STATED TASK -> Only the lines from the one containing "Where can the bare" to the end of the records belong in the output; print them exactly.

>> start RECORDED INFORMATION

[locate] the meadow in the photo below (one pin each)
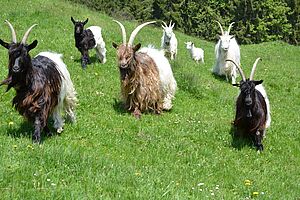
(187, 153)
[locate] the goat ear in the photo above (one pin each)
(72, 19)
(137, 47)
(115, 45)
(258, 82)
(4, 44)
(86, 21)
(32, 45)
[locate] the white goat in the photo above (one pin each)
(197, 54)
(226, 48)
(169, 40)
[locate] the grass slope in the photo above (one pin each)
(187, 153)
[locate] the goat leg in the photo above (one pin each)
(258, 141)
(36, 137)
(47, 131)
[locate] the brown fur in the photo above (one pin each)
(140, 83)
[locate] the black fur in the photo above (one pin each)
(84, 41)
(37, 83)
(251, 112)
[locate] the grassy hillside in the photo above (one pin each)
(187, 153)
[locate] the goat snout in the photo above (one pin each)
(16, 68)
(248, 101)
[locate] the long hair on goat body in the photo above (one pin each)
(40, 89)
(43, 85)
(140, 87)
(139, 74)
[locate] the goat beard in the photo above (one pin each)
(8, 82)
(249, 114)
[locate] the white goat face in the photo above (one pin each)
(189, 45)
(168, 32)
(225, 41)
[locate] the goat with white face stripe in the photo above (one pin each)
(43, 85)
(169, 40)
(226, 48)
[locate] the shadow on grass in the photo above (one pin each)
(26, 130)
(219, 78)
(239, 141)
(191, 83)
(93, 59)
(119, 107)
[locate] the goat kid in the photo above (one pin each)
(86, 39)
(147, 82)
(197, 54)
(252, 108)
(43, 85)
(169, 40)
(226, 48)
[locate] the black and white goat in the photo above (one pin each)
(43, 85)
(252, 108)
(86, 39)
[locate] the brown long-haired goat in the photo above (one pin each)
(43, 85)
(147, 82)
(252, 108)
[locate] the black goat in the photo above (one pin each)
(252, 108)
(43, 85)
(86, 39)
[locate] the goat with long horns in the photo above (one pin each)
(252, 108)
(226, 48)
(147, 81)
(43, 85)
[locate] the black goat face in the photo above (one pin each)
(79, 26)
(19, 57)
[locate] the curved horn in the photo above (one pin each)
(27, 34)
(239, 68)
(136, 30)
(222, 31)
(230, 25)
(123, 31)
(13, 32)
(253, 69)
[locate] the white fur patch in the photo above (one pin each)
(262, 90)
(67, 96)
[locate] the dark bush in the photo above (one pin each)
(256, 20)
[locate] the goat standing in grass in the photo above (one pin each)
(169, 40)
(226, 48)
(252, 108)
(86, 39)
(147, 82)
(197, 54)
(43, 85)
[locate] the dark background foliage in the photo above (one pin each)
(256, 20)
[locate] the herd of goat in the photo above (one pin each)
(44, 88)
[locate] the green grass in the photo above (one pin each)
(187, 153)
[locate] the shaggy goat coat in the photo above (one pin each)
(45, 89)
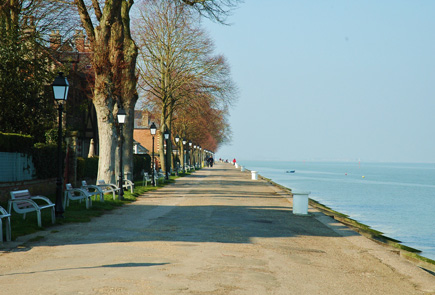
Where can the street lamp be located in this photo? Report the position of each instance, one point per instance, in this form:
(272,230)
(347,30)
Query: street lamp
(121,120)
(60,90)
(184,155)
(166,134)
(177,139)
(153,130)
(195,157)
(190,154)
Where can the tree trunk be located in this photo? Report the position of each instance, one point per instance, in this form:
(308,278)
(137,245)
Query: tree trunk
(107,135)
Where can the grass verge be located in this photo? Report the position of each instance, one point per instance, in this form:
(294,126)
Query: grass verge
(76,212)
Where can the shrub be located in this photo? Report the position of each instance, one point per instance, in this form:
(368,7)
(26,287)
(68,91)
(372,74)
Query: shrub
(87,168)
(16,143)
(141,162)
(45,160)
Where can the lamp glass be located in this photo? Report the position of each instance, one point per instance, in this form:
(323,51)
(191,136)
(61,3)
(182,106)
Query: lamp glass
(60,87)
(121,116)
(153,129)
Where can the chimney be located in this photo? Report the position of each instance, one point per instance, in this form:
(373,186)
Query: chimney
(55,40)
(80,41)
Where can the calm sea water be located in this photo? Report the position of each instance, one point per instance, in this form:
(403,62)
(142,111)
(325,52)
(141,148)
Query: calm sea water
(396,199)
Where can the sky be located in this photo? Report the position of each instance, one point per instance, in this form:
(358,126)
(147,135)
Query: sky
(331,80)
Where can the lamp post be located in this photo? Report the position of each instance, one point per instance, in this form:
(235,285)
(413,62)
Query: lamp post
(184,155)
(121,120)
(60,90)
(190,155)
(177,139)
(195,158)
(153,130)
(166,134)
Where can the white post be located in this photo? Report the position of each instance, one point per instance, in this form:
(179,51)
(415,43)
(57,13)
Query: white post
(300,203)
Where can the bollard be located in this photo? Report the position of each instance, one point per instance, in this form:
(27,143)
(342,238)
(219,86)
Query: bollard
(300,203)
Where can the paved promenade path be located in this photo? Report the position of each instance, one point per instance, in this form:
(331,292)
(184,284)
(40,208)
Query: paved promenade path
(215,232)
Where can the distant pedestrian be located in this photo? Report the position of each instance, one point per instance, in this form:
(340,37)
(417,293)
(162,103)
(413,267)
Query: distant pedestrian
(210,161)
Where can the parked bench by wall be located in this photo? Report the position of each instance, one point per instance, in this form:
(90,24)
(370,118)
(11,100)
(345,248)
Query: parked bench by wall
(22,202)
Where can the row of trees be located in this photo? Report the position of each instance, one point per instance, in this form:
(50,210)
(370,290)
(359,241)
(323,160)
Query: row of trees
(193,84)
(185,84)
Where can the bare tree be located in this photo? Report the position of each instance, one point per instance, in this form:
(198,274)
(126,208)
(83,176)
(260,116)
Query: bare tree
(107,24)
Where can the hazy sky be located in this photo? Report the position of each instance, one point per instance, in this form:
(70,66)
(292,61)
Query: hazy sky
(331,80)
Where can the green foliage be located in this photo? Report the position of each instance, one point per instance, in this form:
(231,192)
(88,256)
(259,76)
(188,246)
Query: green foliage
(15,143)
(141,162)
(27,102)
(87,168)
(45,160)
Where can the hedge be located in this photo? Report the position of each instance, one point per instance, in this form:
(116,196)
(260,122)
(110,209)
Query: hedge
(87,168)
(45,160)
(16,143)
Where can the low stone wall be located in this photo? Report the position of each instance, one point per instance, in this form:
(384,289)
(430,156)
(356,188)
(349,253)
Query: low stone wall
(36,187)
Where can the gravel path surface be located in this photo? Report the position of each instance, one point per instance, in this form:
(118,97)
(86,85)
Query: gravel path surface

>> end RECORDED INFORMATION

ANSWER FOR THIS EXERCISE ->
Where can the bare tree be located in this photo? Report the position of each instance, one point per instance, in this form:
(198,274)
(126,208)
(83,176)
(260,116)
Query: bare tree
(107,24)
Where can the hazy sky be located in this photo? Report the position of each instance, one point per instance, in this form:
(70,66)
(292,61)
Query: hazy sky
(331,80)
Where can the green foliage be located in this photo? Report the position of each instance, one point per instance, in this form:
(231,192)
(88,256)
(259,76)
(188,246)
Query: green foliage
(15,143)
(141,162)
(27,102)
(87,168)
(45,160)
Where can the hedge be located in this photo? Report the position of each instance, one point per instance, in this form:
(116,196)
(260,122)
(110,209)
Query: hedge
(87,168)
(45,160)
(16,143)
Where can the low stone wall be located in this photo? Report the position of each instance, one point per instance, in this form:
(384,289)
(430,156)
(356,188)
(349,253)
Query: low stone wall
(36,187)
Where can the gravel path surface be located in this photo? Report the position of each instance, one point per instance, in this form:
(118,97)
(86,85)
Query: gravel path surface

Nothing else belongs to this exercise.